▶ [Page excerpt]
Funny Money

Is there really a difference between the “real” world currencies we use everyday and their funny-money alter egos used online in virtual worlds?

By Edward Castronova

A historical recreation of 1920s Berlin in the virtual online world Second Life by Jo Yardley.

A historical recreation of 1920s Berlin in the virtual online world Second Life by Jo Yardley. Image courtesy Jo Yardley.

In 1979, Richard Bartle and Roy Trubshaw, two undergraduates at the University of Essex, wrote a computer program called MUD: Multi-User Dungeon. If you logged into MUD, you shared the environment with other users. You gave yourself a name—perhaps “Edward”—and when you entered the command, “Move right,” the other users saw the result, “Edward moves right.” If you wrote, “Drop journal,” the machine would put your journal on the floor and everyone would read, “Edward puts his journal on the floor.” You could log in the next day and if nobody had taken the journal, you would read, “There is a journal sitting on the floor.” MUD was a virtual world: a space on a computer shared by many people, where objects persisted regardless of whether or not the people were logged in.

▶ [Dataset extract]

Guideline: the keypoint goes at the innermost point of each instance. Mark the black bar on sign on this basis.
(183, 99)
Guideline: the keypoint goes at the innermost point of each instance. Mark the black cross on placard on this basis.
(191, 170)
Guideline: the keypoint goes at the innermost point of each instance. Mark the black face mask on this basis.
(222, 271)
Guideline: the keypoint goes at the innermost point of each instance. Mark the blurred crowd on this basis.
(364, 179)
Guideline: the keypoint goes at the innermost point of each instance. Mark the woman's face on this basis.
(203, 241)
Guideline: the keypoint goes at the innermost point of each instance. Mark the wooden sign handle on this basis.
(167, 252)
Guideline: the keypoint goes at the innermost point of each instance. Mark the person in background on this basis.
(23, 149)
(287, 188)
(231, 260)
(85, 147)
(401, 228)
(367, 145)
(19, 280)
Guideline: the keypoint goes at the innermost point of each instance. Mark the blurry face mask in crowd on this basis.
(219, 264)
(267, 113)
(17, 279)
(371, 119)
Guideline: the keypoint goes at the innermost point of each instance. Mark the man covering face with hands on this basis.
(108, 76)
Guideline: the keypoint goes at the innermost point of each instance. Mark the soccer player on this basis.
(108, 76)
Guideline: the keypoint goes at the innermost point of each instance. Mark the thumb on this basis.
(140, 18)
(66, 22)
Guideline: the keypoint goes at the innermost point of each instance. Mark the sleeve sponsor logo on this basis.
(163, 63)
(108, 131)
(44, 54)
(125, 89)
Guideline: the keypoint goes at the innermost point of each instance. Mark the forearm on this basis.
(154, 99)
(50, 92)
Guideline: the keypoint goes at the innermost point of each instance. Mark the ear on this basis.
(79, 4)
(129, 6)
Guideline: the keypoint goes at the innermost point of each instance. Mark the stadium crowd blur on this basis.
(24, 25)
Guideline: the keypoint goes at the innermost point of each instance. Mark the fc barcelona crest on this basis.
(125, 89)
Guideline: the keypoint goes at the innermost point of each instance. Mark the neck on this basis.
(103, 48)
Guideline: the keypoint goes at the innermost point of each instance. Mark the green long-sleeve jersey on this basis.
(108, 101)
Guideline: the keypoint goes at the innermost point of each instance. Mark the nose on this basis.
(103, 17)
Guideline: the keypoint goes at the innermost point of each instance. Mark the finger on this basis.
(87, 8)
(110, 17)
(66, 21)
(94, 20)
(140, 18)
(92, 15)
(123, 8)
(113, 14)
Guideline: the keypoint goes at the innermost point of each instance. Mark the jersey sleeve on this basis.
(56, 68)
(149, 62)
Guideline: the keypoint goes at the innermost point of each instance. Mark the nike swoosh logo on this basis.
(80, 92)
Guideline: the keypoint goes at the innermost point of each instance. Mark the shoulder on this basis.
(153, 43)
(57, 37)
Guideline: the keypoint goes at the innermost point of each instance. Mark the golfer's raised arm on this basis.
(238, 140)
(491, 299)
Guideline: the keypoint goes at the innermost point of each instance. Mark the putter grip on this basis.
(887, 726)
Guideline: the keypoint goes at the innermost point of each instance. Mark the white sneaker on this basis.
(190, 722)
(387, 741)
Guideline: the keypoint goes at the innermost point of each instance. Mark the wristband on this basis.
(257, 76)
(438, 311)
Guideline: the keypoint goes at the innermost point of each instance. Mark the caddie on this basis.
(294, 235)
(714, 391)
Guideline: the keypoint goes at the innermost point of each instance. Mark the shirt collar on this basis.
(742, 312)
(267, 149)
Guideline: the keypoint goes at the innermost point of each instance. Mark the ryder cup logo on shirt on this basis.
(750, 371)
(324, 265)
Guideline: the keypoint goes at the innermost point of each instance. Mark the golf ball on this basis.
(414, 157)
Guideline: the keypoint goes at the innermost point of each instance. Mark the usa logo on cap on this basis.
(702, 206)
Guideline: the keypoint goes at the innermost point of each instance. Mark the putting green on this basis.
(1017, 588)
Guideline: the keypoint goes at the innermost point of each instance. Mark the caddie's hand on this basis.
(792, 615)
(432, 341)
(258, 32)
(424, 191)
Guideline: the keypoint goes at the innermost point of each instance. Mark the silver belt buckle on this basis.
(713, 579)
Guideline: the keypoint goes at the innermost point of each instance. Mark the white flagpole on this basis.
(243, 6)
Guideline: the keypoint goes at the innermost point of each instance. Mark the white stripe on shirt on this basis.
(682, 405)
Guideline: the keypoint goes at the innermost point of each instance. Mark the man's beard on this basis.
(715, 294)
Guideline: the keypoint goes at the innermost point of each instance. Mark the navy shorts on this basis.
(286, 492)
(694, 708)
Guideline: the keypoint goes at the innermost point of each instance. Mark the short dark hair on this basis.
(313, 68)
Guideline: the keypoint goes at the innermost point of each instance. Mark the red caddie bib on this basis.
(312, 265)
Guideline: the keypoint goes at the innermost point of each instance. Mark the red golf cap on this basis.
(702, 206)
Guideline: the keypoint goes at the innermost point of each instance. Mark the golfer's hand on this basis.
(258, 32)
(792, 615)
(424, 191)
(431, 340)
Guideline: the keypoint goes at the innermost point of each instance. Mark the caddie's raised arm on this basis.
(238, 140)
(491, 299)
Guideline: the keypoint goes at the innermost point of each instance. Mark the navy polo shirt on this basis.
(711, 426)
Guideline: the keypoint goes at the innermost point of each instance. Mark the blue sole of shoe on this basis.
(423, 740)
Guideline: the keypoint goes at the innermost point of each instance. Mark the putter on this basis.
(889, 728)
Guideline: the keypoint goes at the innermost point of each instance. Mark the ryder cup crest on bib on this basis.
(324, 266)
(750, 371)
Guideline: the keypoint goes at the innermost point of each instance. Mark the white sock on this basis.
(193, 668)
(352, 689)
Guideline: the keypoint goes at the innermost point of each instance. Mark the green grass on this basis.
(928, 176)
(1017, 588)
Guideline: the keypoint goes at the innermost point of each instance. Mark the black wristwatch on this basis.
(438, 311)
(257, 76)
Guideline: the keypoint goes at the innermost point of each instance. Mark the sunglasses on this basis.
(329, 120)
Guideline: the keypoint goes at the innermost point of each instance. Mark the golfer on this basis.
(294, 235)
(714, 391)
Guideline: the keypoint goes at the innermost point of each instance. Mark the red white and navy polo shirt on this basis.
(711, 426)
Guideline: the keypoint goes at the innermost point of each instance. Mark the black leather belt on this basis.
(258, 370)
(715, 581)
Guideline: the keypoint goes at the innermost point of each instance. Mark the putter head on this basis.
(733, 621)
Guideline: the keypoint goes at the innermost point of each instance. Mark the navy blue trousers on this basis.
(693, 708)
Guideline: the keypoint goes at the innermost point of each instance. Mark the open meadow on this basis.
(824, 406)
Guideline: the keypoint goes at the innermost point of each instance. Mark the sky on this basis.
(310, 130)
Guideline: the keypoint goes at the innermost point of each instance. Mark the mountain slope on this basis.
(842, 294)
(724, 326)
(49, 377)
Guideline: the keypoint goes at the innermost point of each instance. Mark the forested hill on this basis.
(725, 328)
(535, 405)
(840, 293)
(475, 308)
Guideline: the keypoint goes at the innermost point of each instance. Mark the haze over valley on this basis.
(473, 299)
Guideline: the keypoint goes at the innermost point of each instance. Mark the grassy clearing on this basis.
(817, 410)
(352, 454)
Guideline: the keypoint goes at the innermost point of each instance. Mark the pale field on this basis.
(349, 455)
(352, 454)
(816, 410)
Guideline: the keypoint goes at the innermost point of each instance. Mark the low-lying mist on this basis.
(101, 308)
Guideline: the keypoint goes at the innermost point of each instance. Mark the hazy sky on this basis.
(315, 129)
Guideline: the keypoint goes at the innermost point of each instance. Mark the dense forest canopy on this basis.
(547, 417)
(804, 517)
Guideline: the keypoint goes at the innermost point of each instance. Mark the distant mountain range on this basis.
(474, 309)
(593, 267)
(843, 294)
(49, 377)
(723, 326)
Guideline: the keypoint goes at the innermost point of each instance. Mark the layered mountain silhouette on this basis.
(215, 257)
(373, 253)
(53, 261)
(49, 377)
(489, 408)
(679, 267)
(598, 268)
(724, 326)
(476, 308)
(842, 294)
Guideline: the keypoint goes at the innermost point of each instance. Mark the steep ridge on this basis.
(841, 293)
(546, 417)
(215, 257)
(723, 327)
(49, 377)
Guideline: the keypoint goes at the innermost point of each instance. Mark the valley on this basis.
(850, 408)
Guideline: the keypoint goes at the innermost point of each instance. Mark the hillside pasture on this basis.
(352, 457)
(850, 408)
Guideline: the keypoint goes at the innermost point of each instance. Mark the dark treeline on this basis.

▶ [Set problem 1] Condense the paragraph of the Funny Money excerpt that begins "In 1979, Richard Bartle" into a short bulleted list that keeps its main facts.
▶ [Set problem 2] According to the Funny Money excerpt, at which university were the two creators of MUD undergraduates?
▶ [Set problem 3] Reproduce the stretch of the Funny Money excerpt from "Is there really" through "Image courtesy Jo Yardley.".

▶ [Full solution 1]
- In 1979, Richard Bartle and Roy Trubshaw, undergraduates at the University of Essex, wrote a program called MUD: Multi-User Dungeon.
- Users who logged in shared the environment with others under names they chose for themselves.
- Other users saw the results of each user's commands, such as moving or dropping an object.
- Objects stayed in place between sessions, so a dropped journal could still be found the next day if nobody had taken it.
- MUD was therefore a virtual world: a computer space shared by many people, where objects persisted whether or not the people were logged in.

▶ [Full solution 2] The University of Essex.

▶ [Full solution 3]
Is there really a difference between the “real” world currencies we use everyday and their funny-money alter egos used online in virtual worlds?

By Edward Castronova

A historical recreation of 1920s Berlin in the virtual online world Second Life by Jo Yardley.

A historical recreation of 1920s Berlin in the virtual online world Second Life by Jo Yardley. Image courtesy Jo Yardley.